=== EXTRAIT À LIRE ===
····················
Israël au milieu des nations
La simple lecture des Ecritures montre que la plus grande partie des révélations de Dieu aux hommes s'est faite par le canal d'Israël. « Les oracles de Dieu leur ont été confiés » (Rom. 3 : 2), dit l'apôtre Paul en parlant de l'Ancien Testament. Une partie importante du Nouveau Testament nous place aussi dans le cadre d'Israël : les quatre évangiles nous présentent le ministère du Seigneur Jésus parmi les Juifs. Les Actes nous montrent la prédication de l'évangile « au Juif premièrement, et au Grec » (Rom. 1 : 16), - cette expression pouvant caractériser aussi bien la structure du livre que l'ordre suivi par les apôtres dans leur ministère (Act. 13 : 46). En outre, quelques épîtres sont expressément adressées à des Juifs : celle aux Hébreux, et celles de Jacques et de Pierre.
Ceci attire notre attention sur la place unique du peuple d'Israël parmi toutes les autres nations. Cette place privilégiée résulte du libre choix de Dieu. « Parce qu'il a aimé tes pères, et qu'il a choisi leur semence après eux... il t'a fait sortir d'Egypte » (Deut. 4 : 37).
Il importe de souligner que l'alliance de Dieu avec Abraham était unilatérale et inconditionnelle. Dieu seul s'est engagé, et Il l'a fait avec la plus grande solennité (Gen. 15). Abraham crut Dieu, et sa foi lui fut comptée à justice (v. 6). Cette alliance a placé les patriarches et leurs descendants, pour une période d'environ quatre cents ans, sur un terrain qui n'est pas du tout celui de la loi, sur un terrain très proche de celui de la grâce que nous connaissons. La foi d'Abraham est en quelque sorte le prototype de la foi chrétienne (Rom. 4 : 11-12).
La relation de Dieu avec Israël comme peuple commence lors de sa délivrance d'Egypte. C'est le sujet du livre de l'Exode. « J'ai vu l'affliction de mon peuple qui est en Egypte... Et je suis descendu pour le délivrer... et pour le faire monter de ce pays-là... dans un pays ruisselant de lait et de miel » (Ex. 3 : 7-8). « Je vous prendrai pour être mon peuple, et je vous serai Dieu » (6 : 7). Dès lors, un peuple de la terre devient le peuple de Dieu. Jamais aucune autre nation n'aura ce privilège. Israël reçoit la loi au Sinaï (Ex. 20), et la première alliance de Dieu avec le peuple est conclue, alliance bilatérale et conditionnelle (Ex. 19 : 5 ; 24-3-8 ; Héb. 9 : 19). Israël est entouré de tous les soins de Dieu durant sa marche à travers le désert, puis, sous la conduite de Josué, entre dans le pays promis. Mais, dès le début, c'est l'histoire décevante de l'homme incapable de garder les commandements de Dieu, et jamais à la hauteur des bienfaits qu'il reçoit de Lui. C'est l'histoire de l'idolâtrie invétérée par laquelle il provoque à colère le Dieu de son alliance. Dieu interviendra plusieurs fois par des châtiments, en vue de ramener son peuple. Mais qu'ils aient lieu sous les juges ou durant la royauté, les réveils ne seront que de courte durée. Pendant des siècles, les prophètes chercheront à ramener le peuple à l'Éternel, alternant avertissements et encouragements, reproches et promesses, jusqu' à ce qu'il n'y ait « plus de remède » (2 Chr. 36 : 16).
····················
Entrées de données enregistrées:
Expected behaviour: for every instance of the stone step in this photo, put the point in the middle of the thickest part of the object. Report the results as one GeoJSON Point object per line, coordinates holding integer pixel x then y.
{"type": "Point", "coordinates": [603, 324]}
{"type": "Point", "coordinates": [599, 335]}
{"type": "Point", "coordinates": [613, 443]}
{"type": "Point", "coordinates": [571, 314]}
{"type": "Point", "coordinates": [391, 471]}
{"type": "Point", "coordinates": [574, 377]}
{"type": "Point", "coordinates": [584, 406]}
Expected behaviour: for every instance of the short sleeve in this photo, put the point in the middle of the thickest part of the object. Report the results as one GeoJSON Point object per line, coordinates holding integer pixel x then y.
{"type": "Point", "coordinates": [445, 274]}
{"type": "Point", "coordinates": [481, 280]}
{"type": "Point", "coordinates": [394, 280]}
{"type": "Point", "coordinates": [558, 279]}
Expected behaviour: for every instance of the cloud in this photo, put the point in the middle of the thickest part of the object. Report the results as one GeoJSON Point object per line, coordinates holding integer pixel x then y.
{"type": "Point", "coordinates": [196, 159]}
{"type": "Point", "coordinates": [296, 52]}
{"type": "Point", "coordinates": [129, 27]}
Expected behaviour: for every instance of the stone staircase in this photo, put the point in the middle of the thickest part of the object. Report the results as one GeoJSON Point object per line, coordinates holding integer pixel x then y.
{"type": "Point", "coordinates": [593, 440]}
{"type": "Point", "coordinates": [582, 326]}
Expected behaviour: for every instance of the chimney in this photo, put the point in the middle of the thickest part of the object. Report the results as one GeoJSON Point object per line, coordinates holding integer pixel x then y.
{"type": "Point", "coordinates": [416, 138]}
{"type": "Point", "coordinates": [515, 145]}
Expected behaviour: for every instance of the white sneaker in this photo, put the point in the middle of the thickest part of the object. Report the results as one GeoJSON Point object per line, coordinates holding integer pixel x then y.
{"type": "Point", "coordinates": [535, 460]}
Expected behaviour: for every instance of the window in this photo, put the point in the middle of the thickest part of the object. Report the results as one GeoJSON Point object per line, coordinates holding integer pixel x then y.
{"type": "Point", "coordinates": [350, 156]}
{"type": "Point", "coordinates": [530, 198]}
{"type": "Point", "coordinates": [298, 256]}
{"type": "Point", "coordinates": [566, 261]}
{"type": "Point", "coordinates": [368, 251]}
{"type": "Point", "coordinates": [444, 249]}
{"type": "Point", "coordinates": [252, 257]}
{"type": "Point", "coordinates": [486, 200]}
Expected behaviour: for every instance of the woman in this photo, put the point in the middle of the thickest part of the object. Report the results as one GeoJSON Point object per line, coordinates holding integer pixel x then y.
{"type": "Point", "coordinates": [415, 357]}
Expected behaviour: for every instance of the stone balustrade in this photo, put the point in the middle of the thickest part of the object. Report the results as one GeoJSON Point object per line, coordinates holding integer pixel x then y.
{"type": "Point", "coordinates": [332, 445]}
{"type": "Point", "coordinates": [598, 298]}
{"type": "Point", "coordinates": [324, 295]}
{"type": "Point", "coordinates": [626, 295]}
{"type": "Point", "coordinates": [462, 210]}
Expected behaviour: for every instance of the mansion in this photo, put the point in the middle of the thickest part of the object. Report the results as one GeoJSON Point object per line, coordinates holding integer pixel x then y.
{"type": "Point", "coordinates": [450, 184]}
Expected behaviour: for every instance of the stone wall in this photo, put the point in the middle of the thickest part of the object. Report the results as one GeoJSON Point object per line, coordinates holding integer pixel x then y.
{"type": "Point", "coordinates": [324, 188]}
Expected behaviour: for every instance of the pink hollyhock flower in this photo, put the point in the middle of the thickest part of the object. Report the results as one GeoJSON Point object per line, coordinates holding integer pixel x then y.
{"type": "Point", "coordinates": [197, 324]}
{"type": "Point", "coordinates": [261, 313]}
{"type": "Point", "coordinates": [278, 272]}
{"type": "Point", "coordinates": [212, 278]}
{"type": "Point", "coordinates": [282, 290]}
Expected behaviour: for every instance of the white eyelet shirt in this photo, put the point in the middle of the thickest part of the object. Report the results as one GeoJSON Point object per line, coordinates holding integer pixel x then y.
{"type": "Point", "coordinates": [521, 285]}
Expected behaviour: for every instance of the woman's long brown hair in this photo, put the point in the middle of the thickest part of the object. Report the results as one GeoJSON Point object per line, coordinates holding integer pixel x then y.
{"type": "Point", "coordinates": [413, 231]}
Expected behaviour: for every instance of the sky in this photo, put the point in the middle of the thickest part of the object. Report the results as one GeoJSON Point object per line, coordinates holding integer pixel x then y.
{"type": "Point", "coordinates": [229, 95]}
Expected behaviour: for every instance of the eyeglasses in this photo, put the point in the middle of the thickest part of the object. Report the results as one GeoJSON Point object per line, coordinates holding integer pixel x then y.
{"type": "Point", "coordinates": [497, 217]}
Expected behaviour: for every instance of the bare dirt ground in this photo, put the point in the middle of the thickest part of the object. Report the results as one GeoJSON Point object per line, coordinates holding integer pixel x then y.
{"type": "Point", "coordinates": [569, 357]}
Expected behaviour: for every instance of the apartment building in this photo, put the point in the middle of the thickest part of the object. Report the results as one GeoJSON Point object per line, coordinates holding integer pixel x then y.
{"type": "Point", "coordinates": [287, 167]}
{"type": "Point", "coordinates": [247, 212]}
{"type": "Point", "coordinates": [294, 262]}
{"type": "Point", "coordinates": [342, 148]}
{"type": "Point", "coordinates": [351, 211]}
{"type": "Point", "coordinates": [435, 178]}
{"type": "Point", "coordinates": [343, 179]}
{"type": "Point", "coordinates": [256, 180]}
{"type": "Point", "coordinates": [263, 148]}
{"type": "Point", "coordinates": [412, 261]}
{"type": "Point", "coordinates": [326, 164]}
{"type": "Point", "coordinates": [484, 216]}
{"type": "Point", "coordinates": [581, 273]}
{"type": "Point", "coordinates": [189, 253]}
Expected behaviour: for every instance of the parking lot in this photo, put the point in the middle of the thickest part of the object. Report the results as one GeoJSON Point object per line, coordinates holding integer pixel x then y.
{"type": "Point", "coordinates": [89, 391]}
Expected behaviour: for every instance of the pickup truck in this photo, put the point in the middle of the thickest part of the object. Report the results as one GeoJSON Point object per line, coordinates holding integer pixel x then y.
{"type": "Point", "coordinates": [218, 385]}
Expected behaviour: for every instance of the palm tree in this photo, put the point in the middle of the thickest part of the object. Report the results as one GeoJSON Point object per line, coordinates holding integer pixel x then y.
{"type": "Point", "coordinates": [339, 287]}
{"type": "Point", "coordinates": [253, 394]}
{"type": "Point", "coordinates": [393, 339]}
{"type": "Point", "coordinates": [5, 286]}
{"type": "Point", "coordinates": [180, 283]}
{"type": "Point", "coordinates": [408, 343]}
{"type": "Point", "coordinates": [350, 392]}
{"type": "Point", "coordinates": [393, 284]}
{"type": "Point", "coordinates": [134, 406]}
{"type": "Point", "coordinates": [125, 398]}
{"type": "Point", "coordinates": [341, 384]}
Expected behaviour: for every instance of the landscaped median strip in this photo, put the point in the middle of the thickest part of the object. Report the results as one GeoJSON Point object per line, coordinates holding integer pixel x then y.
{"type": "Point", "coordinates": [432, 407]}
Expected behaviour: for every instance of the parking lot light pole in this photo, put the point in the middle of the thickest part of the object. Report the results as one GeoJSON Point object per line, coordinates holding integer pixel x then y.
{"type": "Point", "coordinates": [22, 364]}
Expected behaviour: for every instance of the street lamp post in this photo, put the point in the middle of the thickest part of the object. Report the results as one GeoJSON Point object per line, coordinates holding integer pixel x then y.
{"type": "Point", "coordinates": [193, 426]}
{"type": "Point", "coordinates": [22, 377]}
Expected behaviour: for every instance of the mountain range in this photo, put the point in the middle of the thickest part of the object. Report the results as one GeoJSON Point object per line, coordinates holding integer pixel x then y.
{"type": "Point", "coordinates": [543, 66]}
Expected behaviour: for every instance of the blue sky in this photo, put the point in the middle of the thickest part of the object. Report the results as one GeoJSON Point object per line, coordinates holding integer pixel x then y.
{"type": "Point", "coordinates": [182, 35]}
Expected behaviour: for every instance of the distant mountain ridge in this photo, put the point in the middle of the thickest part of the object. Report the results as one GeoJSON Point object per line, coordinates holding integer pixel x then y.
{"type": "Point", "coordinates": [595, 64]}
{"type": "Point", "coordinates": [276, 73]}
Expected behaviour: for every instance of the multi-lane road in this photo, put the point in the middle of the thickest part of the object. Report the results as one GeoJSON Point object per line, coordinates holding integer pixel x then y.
····················
Citez mot pour mot le passage de l'extrait sur Israël au milieu des nations qui va de « Il importe de » jusqu'à « 4 : 11-12). ».

Il importe de souligner que l'alliance de Dieu avec Abraham était unilatérale et inconditionnelle. Dieu seul s'est engagé, et Il l'a fait avec la plus grande solennité (Gen. 15). Abraham crut Dieu, et sa foi lui fut comptée à justice (v. 6). Cette alliance a placé les patriarches et leurs descendants, pour une période d'environ quatre cents ans, sur un terrain qui n'est pas du tout celui de la loi, sur un terrain très proche de celui de la grâce que nous connaissons. La foi d'Abraham est en quelque sorte le prototype de la foi chrétienne (Rom. 4 : 11-12).